**GIVEN REQUEST**
Turn the lines of the entries below into a numbered list, from the line containing "Mark the unripe" through the line containing "Target: unripe green chili", inclusive. Omit any blank lines.

-- start ROWS --

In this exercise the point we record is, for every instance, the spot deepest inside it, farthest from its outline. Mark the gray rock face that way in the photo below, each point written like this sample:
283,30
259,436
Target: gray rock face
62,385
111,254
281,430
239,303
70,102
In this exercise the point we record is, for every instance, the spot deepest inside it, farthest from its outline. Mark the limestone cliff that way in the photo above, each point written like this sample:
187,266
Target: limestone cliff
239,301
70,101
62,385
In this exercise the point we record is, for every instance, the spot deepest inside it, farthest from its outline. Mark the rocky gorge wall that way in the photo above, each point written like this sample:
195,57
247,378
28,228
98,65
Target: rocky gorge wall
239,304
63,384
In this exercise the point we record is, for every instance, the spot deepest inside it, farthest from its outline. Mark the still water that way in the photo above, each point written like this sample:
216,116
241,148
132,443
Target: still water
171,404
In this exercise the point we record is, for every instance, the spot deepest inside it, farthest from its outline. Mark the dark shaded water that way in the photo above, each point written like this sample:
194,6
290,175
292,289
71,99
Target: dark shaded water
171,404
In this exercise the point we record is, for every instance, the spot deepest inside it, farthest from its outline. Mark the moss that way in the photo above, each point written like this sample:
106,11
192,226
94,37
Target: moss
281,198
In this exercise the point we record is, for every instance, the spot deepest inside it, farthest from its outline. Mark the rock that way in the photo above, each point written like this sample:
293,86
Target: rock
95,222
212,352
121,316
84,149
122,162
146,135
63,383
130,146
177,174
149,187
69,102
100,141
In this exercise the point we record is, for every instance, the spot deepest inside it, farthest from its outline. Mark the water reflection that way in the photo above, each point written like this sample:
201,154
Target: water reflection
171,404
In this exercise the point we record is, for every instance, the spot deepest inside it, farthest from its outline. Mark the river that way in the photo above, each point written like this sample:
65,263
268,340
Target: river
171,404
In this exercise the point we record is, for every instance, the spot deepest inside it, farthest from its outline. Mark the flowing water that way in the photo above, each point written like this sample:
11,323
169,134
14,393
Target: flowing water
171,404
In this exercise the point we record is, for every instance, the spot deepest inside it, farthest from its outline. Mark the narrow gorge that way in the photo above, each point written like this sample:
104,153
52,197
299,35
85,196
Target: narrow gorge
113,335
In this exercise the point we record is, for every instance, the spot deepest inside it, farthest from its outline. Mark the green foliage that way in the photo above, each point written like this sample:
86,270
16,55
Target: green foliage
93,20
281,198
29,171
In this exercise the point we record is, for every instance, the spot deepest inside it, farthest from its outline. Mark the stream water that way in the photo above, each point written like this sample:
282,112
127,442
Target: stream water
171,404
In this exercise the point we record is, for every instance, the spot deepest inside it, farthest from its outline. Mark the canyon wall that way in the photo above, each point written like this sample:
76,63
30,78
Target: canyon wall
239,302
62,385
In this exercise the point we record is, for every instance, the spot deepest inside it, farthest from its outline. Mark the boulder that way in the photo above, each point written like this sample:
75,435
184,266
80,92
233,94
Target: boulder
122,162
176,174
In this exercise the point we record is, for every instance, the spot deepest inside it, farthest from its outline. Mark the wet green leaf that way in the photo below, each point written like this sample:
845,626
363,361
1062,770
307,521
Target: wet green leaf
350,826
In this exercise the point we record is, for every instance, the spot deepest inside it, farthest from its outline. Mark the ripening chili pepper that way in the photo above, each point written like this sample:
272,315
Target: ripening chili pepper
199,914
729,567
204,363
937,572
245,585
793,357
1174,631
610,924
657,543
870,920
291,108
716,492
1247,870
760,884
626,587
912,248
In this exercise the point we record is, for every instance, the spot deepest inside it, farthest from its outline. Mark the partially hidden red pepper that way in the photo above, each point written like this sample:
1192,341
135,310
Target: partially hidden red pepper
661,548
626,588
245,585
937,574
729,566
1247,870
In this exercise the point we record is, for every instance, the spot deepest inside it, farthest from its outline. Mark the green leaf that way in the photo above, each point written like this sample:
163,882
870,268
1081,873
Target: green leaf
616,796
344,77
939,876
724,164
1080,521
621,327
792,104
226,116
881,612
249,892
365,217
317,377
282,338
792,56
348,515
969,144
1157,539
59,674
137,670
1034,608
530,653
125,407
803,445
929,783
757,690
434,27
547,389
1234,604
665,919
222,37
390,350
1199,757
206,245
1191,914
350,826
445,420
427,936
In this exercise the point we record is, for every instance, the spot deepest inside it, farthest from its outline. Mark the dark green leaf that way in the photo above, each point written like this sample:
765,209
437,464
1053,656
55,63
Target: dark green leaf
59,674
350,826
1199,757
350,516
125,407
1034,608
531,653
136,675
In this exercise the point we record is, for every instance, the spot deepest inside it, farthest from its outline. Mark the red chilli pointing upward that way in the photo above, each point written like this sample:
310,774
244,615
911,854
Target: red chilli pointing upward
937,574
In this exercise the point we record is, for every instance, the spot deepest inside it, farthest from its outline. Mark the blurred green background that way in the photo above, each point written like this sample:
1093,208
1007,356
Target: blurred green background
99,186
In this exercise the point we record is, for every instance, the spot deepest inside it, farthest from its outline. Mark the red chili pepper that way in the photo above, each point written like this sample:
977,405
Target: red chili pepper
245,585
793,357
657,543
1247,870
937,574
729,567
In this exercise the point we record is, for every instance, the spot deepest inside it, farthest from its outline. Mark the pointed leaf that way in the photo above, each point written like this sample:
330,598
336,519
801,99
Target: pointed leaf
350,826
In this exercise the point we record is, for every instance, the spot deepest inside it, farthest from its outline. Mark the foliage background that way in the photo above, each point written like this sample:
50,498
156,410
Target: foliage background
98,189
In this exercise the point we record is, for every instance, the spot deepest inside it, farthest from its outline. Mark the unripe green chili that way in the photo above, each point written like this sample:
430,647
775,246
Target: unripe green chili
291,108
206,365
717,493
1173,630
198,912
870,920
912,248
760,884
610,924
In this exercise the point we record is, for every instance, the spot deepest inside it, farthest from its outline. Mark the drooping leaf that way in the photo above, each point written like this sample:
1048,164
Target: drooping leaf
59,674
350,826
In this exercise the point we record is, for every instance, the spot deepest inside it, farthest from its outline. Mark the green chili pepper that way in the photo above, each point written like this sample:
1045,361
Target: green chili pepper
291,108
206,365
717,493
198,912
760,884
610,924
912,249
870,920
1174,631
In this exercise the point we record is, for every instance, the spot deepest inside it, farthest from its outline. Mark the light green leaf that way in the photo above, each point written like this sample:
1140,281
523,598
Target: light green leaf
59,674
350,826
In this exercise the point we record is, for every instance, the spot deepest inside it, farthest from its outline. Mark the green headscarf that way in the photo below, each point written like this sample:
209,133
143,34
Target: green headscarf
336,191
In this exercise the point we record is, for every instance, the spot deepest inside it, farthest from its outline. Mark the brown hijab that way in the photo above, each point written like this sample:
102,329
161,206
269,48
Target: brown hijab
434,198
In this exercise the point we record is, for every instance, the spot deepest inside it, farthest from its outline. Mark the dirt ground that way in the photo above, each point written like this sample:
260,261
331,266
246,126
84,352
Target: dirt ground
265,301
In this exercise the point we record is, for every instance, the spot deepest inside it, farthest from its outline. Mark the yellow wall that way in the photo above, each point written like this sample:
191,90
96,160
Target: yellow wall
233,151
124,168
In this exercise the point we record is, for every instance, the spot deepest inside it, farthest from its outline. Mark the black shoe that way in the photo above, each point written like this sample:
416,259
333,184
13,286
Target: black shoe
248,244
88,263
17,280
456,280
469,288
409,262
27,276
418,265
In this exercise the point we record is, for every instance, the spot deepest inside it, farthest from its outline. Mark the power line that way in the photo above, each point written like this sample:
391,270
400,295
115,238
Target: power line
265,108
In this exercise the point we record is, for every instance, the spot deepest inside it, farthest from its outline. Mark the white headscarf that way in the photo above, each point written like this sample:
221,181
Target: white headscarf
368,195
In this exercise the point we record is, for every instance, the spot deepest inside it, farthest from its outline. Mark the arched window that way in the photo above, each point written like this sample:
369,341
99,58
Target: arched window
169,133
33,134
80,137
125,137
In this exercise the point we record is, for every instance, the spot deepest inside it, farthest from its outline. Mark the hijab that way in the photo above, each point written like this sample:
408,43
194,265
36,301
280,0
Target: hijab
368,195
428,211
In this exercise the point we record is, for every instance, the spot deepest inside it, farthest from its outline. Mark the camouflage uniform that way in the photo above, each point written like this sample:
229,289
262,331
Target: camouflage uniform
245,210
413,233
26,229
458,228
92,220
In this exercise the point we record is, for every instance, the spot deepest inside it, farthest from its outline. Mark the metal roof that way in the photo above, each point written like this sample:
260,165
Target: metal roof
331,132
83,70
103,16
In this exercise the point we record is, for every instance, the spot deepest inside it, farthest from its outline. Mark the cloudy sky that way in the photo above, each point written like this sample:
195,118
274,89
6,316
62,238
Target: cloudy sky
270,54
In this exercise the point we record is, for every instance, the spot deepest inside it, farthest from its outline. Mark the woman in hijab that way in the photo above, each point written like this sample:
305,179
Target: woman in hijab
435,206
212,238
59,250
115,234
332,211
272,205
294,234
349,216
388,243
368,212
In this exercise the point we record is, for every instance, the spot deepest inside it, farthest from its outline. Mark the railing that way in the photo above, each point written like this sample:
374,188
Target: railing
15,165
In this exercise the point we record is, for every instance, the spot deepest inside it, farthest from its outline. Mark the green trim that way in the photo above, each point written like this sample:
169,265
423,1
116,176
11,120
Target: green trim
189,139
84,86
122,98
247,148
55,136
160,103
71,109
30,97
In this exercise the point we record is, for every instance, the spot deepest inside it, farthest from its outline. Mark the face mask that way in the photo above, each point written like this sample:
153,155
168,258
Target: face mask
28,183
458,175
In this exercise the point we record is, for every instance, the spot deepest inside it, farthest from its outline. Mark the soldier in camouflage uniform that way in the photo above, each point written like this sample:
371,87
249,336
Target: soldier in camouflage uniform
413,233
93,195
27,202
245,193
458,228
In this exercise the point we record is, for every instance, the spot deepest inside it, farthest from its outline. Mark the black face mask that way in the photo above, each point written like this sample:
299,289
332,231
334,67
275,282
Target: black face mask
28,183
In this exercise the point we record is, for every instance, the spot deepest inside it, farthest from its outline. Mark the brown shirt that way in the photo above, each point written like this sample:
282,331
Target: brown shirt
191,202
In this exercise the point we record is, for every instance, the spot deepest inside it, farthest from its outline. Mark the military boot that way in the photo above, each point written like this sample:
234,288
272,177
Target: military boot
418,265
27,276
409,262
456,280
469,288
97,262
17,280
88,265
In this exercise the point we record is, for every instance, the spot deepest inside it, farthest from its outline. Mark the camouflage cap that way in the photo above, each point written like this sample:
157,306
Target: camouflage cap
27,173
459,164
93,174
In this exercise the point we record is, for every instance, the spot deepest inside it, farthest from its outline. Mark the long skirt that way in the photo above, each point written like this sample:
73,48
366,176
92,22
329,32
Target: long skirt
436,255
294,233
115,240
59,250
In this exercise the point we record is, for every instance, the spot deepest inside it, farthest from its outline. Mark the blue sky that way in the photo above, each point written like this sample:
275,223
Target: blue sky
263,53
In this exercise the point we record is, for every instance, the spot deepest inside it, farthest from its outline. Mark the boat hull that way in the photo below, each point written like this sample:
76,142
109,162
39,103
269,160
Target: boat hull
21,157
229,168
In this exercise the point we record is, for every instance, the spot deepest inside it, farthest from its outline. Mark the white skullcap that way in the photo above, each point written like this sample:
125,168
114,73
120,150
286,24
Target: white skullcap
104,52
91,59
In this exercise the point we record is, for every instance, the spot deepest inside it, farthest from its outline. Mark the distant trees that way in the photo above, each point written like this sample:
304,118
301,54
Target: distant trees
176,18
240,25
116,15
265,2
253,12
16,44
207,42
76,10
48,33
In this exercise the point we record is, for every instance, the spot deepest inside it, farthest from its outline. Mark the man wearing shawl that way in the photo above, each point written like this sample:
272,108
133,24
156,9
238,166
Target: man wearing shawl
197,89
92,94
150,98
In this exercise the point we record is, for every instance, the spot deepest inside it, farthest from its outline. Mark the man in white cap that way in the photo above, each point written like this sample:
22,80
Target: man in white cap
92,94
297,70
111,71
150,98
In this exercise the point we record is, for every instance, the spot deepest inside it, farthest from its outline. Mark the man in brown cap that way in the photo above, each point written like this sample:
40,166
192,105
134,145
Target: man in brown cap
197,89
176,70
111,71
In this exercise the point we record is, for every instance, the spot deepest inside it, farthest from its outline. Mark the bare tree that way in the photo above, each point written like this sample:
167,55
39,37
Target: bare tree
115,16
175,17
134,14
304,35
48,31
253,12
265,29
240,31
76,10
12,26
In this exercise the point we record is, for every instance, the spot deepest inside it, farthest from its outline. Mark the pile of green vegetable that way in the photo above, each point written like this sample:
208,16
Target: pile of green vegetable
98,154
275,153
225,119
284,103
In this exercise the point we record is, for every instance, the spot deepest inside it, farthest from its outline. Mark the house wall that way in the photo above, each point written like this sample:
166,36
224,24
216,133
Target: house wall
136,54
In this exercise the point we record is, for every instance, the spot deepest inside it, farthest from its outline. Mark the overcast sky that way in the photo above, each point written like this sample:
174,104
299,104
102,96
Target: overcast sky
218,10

-- end ROWS --

**SOLUTION**
1. In this exercise the point we record is, for every instance, the spot deepest inside it, farthest from its outline. Mark the unripe green chili that way in the photo above, each point written like this sample:
2. 430,647
3. 775,246
4. Target: unripe green chili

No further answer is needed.